'''

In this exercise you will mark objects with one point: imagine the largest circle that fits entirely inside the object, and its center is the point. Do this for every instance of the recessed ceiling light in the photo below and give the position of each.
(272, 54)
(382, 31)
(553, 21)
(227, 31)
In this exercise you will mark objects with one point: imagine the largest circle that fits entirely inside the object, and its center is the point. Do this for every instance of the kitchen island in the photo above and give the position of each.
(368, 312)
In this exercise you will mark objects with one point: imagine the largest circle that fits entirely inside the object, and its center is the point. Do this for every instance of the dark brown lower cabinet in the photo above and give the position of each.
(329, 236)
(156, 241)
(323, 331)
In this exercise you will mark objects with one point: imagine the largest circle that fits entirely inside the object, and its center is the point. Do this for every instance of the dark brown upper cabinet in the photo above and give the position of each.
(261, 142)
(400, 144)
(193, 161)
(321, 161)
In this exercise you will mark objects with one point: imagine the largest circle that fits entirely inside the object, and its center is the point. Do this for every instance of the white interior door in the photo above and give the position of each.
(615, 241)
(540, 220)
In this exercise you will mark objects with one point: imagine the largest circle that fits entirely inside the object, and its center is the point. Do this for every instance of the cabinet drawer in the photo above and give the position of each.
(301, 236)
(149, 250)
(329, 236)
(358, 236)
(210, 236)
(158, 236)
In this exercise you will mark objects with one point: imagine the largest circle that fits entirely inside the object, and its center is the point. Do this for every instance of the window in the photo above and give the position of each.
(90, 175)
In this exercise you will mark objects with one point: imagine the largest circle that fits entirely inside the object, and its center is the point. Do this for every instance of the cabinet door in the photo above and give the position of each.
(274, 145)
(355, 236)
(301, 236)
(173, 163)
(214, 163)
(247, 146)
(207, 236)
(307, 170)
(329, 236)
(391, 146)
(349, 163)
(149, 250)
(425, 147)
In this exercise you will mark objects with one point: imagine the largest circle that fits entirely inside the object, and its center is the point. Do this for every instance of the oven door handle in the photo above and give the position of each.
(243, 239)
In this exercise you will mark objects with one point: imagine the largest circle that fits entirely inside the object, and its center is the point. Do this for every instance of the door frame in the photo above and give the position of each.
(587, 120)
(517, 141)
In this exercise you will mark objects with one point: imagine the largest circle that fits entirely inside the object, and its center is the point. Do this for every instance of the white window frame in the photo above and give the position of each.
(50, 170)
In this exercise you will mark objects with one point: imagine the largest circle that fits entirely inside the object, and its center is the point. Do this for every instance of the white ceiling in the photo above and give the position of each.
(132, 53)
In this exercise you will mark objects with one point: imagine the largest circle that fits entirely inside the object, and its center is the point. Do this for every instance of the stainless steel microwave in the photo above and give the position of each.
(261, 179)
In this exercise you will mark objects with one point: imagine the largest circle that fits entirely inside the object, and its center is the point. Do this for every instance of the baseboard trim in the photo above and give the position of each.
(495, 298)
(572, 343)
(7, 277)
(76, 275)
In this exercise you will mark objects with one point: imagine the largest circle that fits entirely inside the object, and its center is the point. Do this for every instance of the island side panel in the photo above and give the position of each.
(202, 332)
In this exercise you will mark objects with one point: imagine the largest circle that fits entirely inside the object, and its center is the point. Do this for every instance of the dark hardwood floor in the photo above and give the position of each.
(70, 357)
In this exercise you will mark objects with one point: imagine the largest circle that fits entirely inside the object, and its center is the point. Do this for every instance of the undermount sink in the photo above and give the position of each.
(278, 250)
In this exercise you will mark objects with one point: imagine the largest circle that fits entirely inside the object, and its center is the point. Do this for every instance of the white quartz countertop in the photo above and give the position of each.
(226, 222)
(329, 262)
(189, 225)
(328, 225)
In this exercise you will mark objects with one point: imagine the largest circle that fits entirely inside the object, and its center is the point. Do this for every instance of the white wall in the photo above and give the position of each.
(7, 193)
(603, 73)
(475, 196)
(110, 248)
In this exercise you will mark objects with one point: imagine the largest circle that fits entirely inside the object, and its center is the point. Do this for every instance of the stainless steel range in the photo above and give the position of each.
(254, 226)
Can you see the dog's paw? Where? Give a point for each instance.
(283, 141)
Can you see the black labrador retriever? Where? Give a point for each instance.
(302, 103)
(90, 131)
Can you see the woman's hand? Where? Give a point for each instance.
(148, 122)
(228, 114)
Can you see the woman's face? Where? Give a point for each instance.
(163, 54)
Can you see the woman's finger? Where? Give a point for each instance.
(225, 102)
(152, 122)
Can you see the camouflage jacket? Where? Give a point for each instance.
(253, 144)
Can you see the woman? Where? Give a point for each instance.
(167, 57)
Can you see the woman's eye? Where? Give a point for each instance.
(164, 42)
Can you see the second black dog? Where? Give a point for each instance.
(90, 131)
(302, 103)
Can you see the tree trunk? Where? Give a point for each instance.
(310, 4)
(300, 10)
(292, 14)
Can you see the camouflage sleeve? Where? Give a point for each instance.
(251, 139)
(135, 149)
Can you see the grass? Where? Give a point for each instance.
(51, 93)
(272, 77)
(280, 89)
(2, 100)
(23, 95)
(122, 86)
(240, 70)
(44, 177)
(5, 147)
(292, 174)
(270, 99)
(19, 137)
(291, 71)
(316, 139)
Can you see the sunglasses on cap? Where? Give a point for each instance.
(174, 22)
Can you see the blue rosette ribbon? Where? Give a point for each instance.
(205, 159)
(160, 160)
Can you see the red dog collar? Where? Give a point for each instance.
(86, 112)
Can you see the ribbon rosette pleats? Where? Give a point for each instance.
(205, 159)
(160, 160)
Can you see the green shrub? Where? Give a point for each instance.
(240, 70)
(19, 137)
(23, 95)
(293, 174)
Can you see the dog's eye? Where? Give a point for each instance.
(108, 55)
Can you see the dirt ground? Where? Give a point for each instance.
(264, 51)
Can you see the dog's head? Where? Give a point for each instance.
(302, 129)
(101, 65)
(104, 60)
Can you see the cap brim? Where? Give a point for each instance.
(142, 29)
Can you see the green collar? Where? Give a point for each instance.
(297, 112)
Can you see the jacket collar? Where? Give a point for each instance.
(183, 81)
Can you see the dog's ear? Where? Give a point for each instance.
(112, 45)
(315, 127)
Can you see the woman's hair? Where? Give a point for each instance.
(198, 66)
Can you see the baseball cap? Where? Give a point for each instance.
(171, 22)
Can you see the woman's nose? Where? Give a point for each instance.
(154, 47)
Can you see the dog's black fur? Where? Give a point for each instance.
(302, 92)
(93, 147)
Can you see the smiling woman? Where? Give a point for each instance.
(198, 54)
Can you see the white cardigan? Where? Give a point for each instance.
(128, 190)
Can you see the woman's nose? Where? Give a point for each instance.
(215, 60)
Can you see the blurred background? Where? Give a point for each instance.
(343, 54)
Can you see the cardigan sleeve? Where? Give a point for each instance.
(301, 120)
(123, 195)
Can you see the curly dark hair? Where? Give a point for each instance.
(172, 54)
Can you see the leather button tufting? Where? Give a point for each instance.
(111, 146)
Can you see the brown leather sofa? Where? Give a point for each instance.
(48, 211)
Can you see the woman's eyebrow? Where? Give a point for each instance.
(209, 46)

'''

Task brief =>
Exactly reproduce every record.

Task output =>
In this exercise you will mark objects with one point: imagine the largest circle that fits entirely inside the object, and its center is the point. Do this for every instance of the recessed ceiling light in the photo below and give the position of each.
(272, 54)
(382, 31)
(553, 21)
(227, 31)
In this exercise you will mark objects with one point: imagine the largest circle that fits entirely inside the object, and its center is the point. Do this for every instance of the kitchen island in the photo above and give the position of each.
(368, 312)
In this exercise you will mark objects with one point: imagine the largest circle that fits entirely inside the object, and its center is the point. Do this for every instance of the dark brown lower cabinet in the photo above and give the position of each.
(329, 236)
(156, 241)
(323, 331)
In this exercise you will mark objects with one point: imagine the largest circle that fits entirely inside the object, and its center is the point. Do this for every instance of the dark brown upper cabinet in the photo above and give the position of each.
(261, 142)
(400, 144)
(193, 161)
(321, 161)
In this exercise you will mark objects with one point: imagine the largest circle that fits entirely inside the object, and its center is the point. Do this for every instance of the white interior door in the photo above and give the position of each.
(615, 241)
(540, 220)
In this exercise you will mark objects with one point: imagine the largest circle that fits entirely inside the object, and its center is the point. Do this for every instance of the cabinet drawer in the photo above and give the position of each.
(301, 236)
(149, 250)
(329, 236)
(358, 236)
(210, 236)
(158, 236)
In this exercise you will mark objects with one point: imagine the largest circle that fits entirely inside the object, and its center is the point. Do this for every instance of the window in the photo above and give the position of each.
(90, 175)
In this exercise you will mark objects with one point: imagine the largest circle that fits entirely inside the object, and its center is the point. Do this for every instance of the cabinet door in the photo above and give the position of each.
(274, 145)
(355, 236)
(301, 236)
(173, 163)
(214, 163)
(247, 146)
(207, 236)
(307, 170)
(329, 236)
(391, 146)
(349, 163)
(149, 250)
(425, 147)
In this exercise you will mark objects with one point: imagine the largest circle that fits entirely inside the object, and its center is the point. Do this for every instance of the oven door handle in the photo above and give the position of each.
(243, 239)
In this exercise you will mark objects with one point: imagine the largest circle that fits entirely inside the object, and its center is the point. Do this for every instance of the door frame in the photo above and give the position of each.
(587, 120)
(517, 141)
In this exercise you will mark objects with one point: imagine the largest circle that fits entirely inside the object, and its center is the point. Do this for every instance of the white window frame in the photo above and give the position of each.
(50, 170)
In this exercise you will mark objects with one point: imagine the largest circle that fits entirely inside the object, and its center is the point. Do this for every instance of the white ceiling in the photo above and give the position of each.
(132, 53)
In this exercise you will mark objects with one point: imagine the largest circle that fits entirely inside the object, and its center is the point. Do this for every instance of the stainless steel microwave in the photo above and give the position of each.
(261, 179)
In this exercise you will mark objects with one point: imagine the largest circle that fits entirely inside the object, and its center is the point. Do this for every instance of the baseboard trim in the photo above and give the position of each.
(495, 298)
(572, 343)
(7, 277)
(76, 275)
In this exercise you will mark objects with one point: imagine the largest circle that fits entirely inside the object, and its center is the point. Do this for every instance of the island side panel in the photo above and give the position of each.
(202, 332)
In this exercise you will mark objects with one point: imagine the largest circle that fits entirely inside the object, and its center is the point. Do this for every instance of the dark hardwood floor in the photo above and give the position of each.
(70, 357)
In this exercise you will mark objects with one point: imagine the largest circle that fits entirely inside the object, and its center is the point. Do this for every instance of the undermount sink in the photo above and give the position of each.
(278, 250)
In this exercise you will mark objects with one point: imagine the largest circle that fits entirely inside the object, and its center is the point. Do this for every instance of the white quartz countertop in the photo above and give the position of each.
(226, 222)
(329, 262)
(189, 225)
(328, 225)
In this exercise you will mark objects with one point: imagine the largest circle that fits entirely inside the object, and its center is the point. Do this for every instance of the white wall in the photo above and give the position of each.
(7, 193)
(603, 73)
(475, 196)
(110, 248)
In this exercise you will mark objects with one point: imagine the largest circle that fits entirely inside the object, and its center is the point. Do this for every instance of the stainless steel range in the photo above and give the position of each.
(254, 226)
Can you see the dog's paw? Where? Give a point for each instance.
(283, 141)
Can you see the black labrador retriever? Where? Give a point for each instance.
(302, 103)
(90, 131)
Can you see the woman's hand? Where? Give a point for each instance.
(148, 122)
(228, 114)
Can you see the woman's face? Where? Give a point for each instance.
(163, 54)
Can you see the woman's finger? Where? Give a point for each instance.
(225, 102)
(152, 122)
Can you see the camouflage jacket? Where? Give a point for each instance.
(253, 144)
Can you see the woman? Where? Give a point for each instance.
(167, 57)
Can you see the woman's eye? Where? Give a point for each instance.
(164, 42)
Can you see the second black dog? Where? Give a point for each instance.
(90, 131)
(302, 103)
Can you see the tree trunk? Where? Give a point for each instance.
(310, 4)
(300, 10)
(292, 14)
Can you see the camouflage sleeve? Where? Give a point for each instance.
(251, 139)
(135, 149)
Can you see the grass? Where? Give a point for each instance.
(51, 93)
(272, 77)
(280, 89)
(2, 100)
(23, 95)
(122, 86)
(240, 70)
(44, 177)
(5, 147)
(292, 174)
(270, 99)
(19, 137)
(291, 71)
(316, 139)
Can you see the sunglasses on cap? Where? Give a point for each instance.
(174, 22)
Can you see the blue rosette ribbon? Where? Give a point for each instance.
(205, 159)
(160, 160)
Can you see the red dog collar? Where? Give a point for each instance.
(86, 112)
Can you see the ribbon rosette pleats? Where? Give a point for each instance.
(205, 159)
(160, 160)
Can you see the green shrub? Where? Give a point for each instance.
(240, 70)
(19, 137)
(23, 95)
(293, 174)
Can you see the dog's eye? Where? Give a point for each instance.
(108, 55)
Can you see the dirt ground? Where? Give a point for each instance.
(264, 51)
Can you see the dog's head? Where? Give a point for each instance.
(302, 129)
(101, 65)
(104, 60)
Can you see the cap brim? Where? Give a point for each instance.
(142, 29)
Can you see the green collar? Where? Give a point for each instance.
(297, 112)
Can you see the jacket collar? Where? Give a point for each instance.
(183, 81)
Can you see the dog's ear? Where? Give a point for each instance.
(112, 45)
(315, 127)
Can you see the woman's hair? Where? Give a point for each instance.
(198, 66)
Can you see the baseball cap? Where? Give a point for each instance.
(171, 22)
Can you see the woman's nose? Where? Give a point for each instance.
(154, 47)
Can you see the dog's black fur? Where? Give a point for each instance.
(302, 92)
(93, 147)
Can you see the smiling woman? Where? Give a point for each instance.
(198, 54)
Can you see the white cardigan? Where? Give a point for each instance.
(128, 190)
Can you see the woman's nose? Where? Give a point for each instance.
(215, 60)
Can you see the blurred background? Where? Give a point for each instance.
(343, 54)
Can you see the cardigan sleeve? Where? Give a point for each instance.
(301, 120)
(123, 195)
Can you see the curly dark hair? Where? Give a point for each instance.
(172, 54)
Can you see the leather button tufting? Where? Give a point for each instance.
(111, 146)
Can you see the brown leather sofa? Where? Give a point for each instance.
(48, 211)
Can you see the woman's eyebrow? Where? Give a point for each instance.
(209, 46)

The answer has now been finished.